» RECORDS FOR THE EXERCISE
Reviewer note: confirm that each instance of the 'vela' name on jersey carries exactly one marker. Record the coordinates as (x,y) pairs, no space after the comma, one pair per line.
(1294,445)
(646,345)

--

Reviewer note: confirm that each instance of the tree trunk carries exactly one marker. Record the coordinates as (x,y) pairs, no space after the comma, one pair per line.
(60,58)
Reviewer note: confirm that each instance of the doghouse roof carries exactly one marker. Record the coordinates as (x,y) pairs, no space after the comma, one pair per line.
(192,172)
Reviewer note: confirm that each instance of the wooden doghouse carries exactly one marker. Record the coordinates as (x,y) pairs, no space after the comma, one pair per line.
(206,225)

--

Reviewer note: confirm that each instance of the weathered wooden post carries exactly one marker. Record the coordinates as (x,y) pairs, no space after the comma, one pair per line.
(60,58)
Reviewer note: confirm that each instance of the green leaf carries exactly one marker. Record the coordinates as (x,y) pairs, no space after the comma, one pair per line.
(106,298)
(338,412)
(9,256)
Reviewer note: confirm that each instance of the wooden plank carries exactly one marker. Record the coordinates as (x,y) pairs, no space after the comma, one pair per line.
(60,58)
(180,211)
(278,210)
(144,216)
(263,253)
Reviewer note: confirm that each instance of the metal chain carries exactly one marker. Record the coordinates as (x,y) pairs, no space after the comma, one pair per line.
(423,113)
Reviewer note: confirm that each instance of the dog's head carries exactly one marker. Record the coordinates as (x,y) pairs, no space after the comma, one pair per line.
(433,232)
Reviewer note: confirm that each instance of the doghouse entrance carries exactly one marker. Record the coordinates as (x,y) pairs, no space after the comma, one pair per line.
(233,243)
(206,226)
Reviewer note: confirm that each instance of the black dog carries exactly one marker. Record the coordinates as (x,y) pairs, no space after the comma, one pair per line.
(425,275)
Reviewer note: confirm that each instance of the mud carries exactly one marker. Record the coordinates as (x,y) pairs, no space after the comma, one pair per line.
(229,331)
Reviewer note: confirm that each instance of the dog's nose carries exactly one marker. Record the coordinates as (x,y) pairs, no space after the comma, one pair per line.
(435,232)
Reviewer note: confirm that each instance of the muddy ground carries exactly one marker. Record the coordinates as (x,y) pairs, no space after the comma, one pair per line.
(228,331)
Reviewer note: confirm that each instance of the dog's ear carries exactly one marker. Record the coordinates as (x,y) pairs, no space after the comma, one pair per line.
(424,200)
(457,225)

» DIRECTIONS
Extract each row above that contains the string "wooden" and reproduce those rows in full.

» RESULT OF THE TASK
Reviewer note: confirm that each instance of the wooden doghouse carries exactly one marker. Record the coordinates as (x,y) pairs, no space after the comma, one pair per line.
Reviewer note: confirm that each instance of the weathered wooden post carries exactly one marker. Record the coordinates as (x,y) pairs, no space after the comma, one pair per line.
Reviewer note: confirm that each instance of the wooden plank carries exactly one marker. Record the coordinates as (x,y) pairs, no space after the comma, one pair per line.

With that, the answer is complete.